*Source*.
########
Btw, anyone switching away should also remember to revoke any access they might have granted to the app in Google Account.

I'm right there with you. I've noticed a terrible regression in quality on the iOS side, and general slow down on their Mac client. This is one product I wish Apple would Sherlock.
I’m furious, this is outrageous. I paid for product and now they took it, this is a crime. Worst thing there is no-one to protect the consumer. Where is my guarantee that some other app developer will not do that tomorrow? This is more of Apple Appstore issue, they need to regulate this.
I doubt antitrust regulators would look favorably upon Apple fixing the price of a product in their store. The winds are already blowing the in direction of Apple having too much say in how 3Ps do business on their platform.
It’s not about fixing the price as much as it is fixing the actual product. If someone pays for a product and then has it taken away by the seller —essentially a racket— it damages the validity of the marketplace.
########
[Dataset excerpts on object pointing]
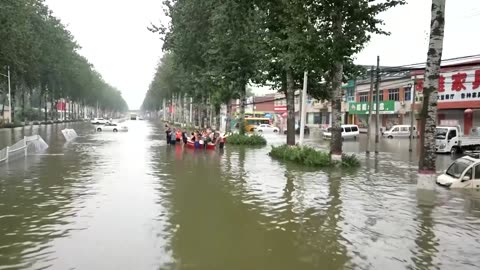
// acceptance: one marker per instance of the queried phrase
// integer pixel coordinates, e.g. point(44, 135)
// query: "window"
point(408, 94)
point(452, 134)
point(393, 94)
point(380, 95)
point(363, 97)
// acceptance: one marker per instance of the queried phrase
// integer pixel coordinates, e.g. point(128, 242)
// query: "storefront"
point(458, 96)
point(360, 110)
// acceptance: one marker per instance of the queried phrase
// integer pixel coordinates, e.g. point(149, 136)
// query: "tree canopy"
point(44, 60)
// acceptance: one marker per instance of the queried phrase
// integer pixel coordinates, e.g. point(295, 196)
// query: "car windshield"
point(456, 169)
point(441, 133)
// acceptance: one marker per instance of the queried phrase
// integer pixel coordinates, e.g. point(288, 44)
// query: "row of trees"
point(215, 48)
point(45, 65)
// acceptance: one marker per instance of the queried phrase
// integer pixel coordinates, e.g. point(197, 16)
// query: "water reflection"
point(129, 201)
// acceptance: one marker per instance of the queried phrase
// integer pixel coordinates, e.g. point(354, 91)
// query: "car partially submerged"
point(462, 173)
point(114, 127)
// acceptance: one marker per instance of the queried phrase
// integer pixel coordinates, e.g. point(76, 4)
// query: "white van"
point(400, 131)
point(348, 132)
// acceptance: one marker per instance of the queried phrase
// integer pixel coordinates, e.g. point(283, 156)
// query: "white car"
point(462, 173)
point(111, 127)
point(99, 121)
point(348, 132)
point(267, 128)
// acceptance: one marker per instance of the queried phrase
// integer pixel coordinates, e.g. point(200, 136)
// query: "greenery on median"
point(308, 156)
point(252, 140)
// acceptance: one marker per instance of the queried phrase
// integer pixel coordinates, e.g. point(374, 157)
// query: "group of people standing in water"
point(198, 138)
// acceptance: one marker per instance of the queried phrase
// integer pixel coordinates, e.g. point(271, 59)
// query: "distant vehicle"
point(252, 122)
point(400, 131)
point(99, 121)
point(267, 128)
point(306, 130)
point(348, 132)
point(462, 173)
point(114, 127)
point(450, 140)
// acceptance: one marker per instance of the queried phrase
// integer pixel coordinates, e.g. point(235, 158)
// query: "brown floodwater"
point(129, 201)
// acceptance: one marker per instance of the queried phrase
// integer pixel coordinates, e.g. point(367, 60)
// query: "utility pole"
point(370, 106)
point(412, 112)
point(304, 108)
point(9, 96)
point(377, 116)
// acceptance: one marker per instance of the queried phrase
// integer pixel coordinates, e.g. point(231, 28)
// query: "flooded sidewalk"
point(129, 201)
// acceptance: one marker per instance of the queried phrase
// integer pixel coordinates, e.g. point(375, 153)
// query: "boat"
point(191, 144)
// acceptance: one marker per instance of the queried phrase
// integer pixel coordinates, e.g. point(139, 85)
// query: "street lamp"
point(9, 93)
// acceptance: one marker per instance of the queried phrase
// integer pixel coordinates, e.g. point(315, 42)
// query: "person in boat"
point(178, 135)
point(221, 141)
point(173, 137)
point(168, 132)
point(184, 137)
point(197, 140)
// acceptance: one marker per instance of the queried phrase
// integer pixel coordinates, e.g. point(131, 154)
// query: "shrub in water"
point(310, 157)
point(237, 139)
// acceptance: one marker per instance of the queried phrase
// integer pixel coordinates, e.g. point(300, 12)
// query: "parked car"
point(266, 128)
point(400, 131)
point(348, 132)
point(462, 173)
point(99, 121)
point(114, 127)
point(306, 130)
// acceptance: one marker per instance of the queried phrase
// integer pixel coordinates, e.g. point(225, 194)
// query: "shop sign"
point(385, 107)
point(454, 86)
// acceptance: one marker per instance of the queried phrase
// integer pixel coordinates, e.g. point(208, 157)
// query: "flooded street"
point(128, 201)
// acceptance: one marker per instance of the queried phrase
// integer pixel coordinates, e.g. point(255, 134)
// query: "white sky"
point(114, 37)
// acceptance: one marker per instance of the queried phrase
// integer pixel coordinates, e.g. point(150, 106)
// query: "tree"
point(345, 26)
point(428, 114)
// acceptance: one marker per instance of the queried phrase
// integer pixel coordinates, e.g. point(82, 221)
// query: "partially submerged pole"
point(304, 108)
point(370, 105)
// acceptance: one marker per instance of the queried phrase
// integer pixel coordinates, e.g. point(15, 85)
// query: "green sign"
point(385, 107)
point(349, 84)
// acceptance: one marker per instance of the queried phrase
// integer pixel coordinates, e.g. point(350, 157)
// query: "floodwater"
point(128, 201)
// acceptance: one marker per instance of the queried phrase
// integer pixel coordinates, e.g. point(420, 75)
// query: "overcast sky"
point(114, 37)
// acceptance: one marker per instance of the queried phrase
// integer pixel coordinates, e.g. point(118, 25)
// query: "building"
point(395, 101)
point(458, 94)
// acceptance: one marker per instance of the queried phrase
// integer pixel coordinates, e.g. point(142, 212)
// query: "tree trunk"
point(428, 115)
point(290, 95)
point(228, 120)
point(337, 75)
point(46, 107)
point(243, 102)
point(336, 141)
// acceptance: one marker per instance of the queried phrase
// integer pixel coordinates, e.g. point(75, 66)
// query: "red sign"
point(280, 108)
point(61, 106)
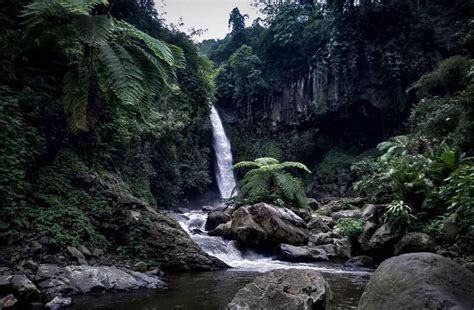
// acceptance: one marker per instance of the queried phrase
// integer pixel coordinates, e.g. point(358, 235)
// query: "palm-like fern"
point(117, 58)
point(269, 180)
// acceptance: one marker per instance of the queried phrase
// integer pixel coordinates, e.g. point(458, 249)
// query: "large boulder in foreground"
point(283, 289)
point(264, 225)
point(419, 281)
point(55, 281)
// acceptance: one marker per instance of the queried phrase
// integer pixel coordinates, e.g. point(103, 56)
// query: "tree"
point(248, 80)
point(269, 181)
point(111, 58)
point(237, 21)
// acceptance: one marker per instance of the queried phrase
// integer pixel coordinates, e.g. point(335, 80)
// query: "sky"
point(212, 15)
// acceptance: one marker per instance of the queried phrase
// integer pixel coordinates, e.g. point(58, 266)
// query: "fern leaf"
point(246, 165)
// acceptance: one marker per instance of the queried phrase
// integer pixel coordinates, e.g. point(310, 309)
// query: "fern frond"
point(246, 165)
point(80, 98)
point(123, 73)
point(294, 165)
point(266, 161)
point(172, 55)
point(40, 11)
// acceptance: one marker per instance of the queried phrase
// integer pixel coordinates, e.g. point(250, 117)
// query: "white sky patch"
point(210, 15)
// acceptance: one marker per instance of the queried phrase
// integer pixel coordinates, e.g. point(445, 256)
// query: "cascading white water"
point(227, 251)
point(224, 173)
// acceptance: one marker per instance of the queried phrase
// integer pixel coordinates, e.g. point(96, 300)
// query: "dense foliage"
point(427, 175)
point(268, 181)
point(139, 89)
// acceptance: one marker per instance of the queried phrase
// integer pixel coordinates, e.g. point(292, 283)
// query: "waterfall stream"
point(224, 173)
point(193, 222)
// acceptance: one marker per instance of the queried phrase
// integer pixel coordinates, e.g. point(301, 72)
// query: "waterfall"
point(224, 173)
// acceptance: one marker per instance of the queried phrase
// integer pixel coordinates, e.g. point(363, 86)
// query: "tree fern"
point(131, 65)
point(268, 181)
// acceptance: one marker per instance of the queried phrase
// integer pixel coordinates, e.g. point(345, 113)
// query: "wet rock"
point(304, 214)
point(343, 248)
point(49, 259)
point(140, 267)
point(97, 252)
point(415, 242)
point(301, 253)
point(31, 265)
point(216, 218)
point(419, 281)
point(183, 210)
point(364, 238)
point(318, 225)
point(75, 253)
point(24, 289)
point(59, 302)
point(313, 204)
point(8, 301)
point(360, 261)
point(69, 280)
point(382, 237)
point(328, 249)
point(84, 250)
point(469, 266)
point(265, 225)
point(352, 214)
point(326, 211)
point(170, 246)
point(373, 213)
point(283, 289)
point(321, 238)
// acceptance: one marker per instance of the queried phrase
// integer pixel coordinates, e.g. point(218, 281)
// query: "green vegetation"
point(95, 90)
point(425, 176)
point(269, 181)
point(350, 228)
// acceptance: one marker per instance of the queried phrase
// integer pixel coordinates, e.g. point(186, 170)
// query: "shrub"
point(450, 77)
point(399, 216)
point(350, 228)
point(459, 194)
point(269, 181)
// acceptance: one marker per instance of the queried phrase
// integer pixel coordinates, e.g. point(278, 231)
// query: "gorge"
point(318, 157)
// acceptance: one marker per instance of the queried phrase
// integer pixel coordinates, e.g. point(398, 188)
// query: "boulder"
point(373, 213)
point(23, 288)
point(364, 238)
point(56, 281)
point(343, 248)
point(283, 289)
point(301, 253)
point(360, 261)
point(352, 214)
point(318, 225)
point(415, 242)
point(216, 218)
point(419, 281)
point(304, 214)
point(382, 237)
point(59, 303)
point(140, 267)
point(264, 225)
point(469, 266)
point(313, 204)
point(75, 253)
point(321, 238)
point(326, 211)
point(8, 301)
point(84, 250)
point(328, 249)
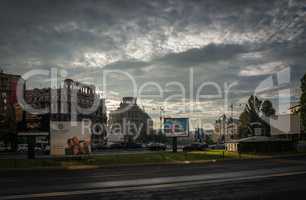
########
*What to do*.
**1.** Count the lines in the records that contain the string "sign", and reply with the number alone.
**2.** Write the next part of the comment thread about the paid app and the App Store, picking up after its final sentence.

*Answers below*.
**1.** 3

**2.**
The product is a license for which Apple is an agent, not a party. From the Terms of Service:

"Apple acts as an agent for App Providers in providing the App Store and is not a party to the sales contract or user agreement between you and the App Provider. Any App that you acquire is governed by the Licensed Application End User License Agreement (“Standard EULA”) set forth below, unless Apple or the App Provider provides an overriding custom license agreement (“Custom EULA”). The App Provider of any Third Party App is solely responsible for its content, warranties, and claims that you may have related to the Third Party App." [0]

You would need to refer to the EULA for AirMail to determine if you have a claim against them, which Apple would help enforce. But it doesn't seem like you would get very far:

"Developer grants you a limited, non-exclusive, non-transferable, revocable license to use the App for your personal, non-commercial purposes." [1] (Emphasis mine).

[0]https://www.apple.com/legal/internet-services/itunes/us/term... [1]https://airmailapp.com/eulaios.html

Obviously the company behind this doesn't care about PR or maybe it's just horribly mismanaged. Either way, I think Apple should offer consumers some form of protection. What's to stop other developers from turning paid apps into rentals overnight without warning? Of course most developers are not that dumb but what protection would the consumers have if they tried?
It's against Apples store TOS. Hope they act.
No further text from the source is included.